- **Tasks to perform**
[a] Please translate this sentence from the comment thread below into Spanish: "The home office setting and its surrounds make or break the nicety of having a home office."
[b] According to the comment thread below, in roughly what year did the state agency install modular "cubicle" work stations in its field offices?

- **Text passage**
========================================

Yes, sitting alone in your box bedroom is much better, especially for singletons, who can avoid meeting potential partners, which might lead to new families being created, can’t have that.

entitled2
entitled2
Dec 28, 2022 6:06 PM
Reply to  K. Cavan

Are you telling me people actually go out and meet people.? that is how you find a partner to start a possible family( sounds kind of creepy).
Silly me, I thought people used dating apps or internet.

Albert Anderson
Albert Anderson
Dec 28, 2022 6:12 PM
Reply to  K. Cavan

Actually, I have a nice office setup with a window overlooking a pasture and a view of Mt. St. Helens, which I can sit and enjoy while my grandkids are home schooled in another part of the house. People have met partners and created families for thousands of years and almost all of it was not because of working in corporate cubicles.

Veri Tas
Veri Tas
Dec 29, 2022 12:29 AM

You raise a good point:

The home office setting and its surrounds make or break the nicety of having a home office.

Veri Tas
Veri Tas
Dec 29, 2022 12:28 AM
Reply to  K. Cavan

I’ve never met anyone in my office days who I had wanted to get a closer feel for.

Ort
Ort
Dec 28, 2022 8:55 PM
Reply to  entitled2

Ah, I remember when the state agency that employed me installed modular “cubicle” work stations in our field offices, c. 1995. BTW, all of those offices are now long-extinct, as the state transitioned to call center and Internet based “service delivery”.

========================================

Records taken from a dataset:
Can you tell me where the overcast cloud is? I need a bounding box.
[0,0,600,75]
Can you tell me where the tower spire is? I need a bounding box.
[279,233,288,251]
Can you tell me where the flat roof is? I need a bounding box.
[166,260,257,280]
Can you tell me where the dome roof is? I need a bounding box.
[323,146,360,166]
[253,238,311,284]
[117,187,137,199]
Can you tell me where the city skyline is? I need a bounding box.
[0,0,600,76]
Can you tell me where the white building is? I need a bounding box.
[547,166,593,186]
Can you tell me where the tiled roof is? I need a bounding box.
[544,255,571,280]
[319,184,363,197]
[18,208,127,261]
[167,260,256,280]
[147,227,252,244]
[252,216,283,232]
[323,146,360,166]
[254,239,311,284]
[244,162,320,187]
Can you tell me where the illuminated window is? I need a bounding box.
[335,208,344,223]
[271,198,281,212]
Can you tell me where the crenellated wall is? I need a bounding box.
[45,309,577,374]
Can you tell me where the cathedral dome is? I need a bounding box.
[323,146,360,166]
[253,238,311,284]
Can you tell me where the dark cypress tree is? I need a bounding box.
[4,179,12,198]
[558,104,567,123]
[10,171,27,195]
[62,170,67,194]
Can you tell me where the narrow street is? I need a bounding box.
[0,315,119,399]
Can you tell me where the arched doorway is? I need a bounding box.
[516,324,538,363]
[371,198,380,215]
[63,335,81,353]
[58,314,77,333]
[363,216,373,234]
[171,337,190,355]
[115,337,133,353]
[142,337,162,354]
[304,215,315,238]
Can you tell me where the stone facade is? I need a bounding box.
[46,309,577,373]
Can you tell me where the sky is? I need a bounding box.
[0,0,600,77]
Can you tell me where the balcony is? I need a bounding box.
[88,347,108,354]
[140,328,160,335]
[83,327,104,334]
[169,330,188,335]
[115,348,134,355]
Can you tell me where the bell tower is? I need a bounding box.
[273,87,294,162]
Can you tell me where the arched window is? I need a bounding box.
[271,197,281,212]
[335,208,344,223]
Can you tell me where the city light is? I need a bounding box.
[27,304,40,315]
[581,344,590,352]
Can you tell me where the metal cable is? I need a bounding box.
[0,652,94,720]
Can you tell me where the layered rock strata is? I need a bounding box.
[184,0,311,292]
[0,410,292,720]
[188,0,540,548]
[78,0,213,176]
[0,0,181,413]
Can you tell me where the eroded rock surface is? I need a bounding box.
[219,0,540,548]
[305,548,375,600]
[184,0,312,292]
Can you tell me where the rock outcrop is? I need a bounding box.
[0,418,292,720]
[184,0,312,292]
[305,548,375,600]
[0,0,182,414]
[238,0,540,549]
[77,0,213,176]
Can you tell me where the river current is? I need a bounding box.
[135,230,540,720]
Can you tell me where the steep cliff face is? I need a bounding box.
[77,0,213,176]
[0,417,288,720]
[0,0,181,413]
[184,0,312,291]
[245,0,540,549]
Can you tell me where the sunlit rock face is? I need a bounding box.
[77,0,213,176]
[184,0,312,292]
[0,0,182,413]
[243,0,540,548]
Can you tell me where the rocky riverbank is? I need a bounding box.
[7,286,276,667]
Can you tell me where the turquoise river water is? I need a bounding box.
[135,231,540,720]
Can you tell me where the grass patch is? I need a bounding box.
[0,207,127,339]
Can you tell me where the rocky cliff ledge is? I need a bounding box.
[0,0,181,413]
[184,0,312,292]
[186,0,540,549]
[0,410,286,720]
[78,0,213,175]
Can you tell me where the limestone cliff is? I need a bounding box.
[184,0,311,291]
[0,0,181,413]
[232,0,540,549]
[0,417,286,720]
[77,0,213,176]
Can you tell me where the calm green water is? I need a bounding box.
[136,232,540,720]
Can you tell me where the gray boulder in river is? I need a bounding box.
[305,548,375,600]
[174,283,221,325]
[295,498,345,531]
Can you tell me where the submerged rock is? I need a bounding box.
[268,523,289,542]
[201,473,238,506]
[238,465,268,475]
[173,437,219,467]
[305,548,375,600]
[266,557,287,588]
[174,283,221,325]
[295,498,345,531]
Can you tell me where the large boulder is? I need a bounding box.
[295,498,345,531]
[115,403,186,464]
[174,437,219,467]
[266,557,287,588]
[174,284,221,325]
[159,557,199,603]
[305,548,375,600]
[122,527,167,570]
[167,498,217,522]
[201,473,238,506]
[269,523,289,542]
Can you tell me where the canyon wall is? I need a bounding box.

========================================

- **Problem solutions**
[a] El entorno de la oficina en casa y sus alrededores determinan si tener una oficina en casa resulta agradable o no.

[b] Around 1995.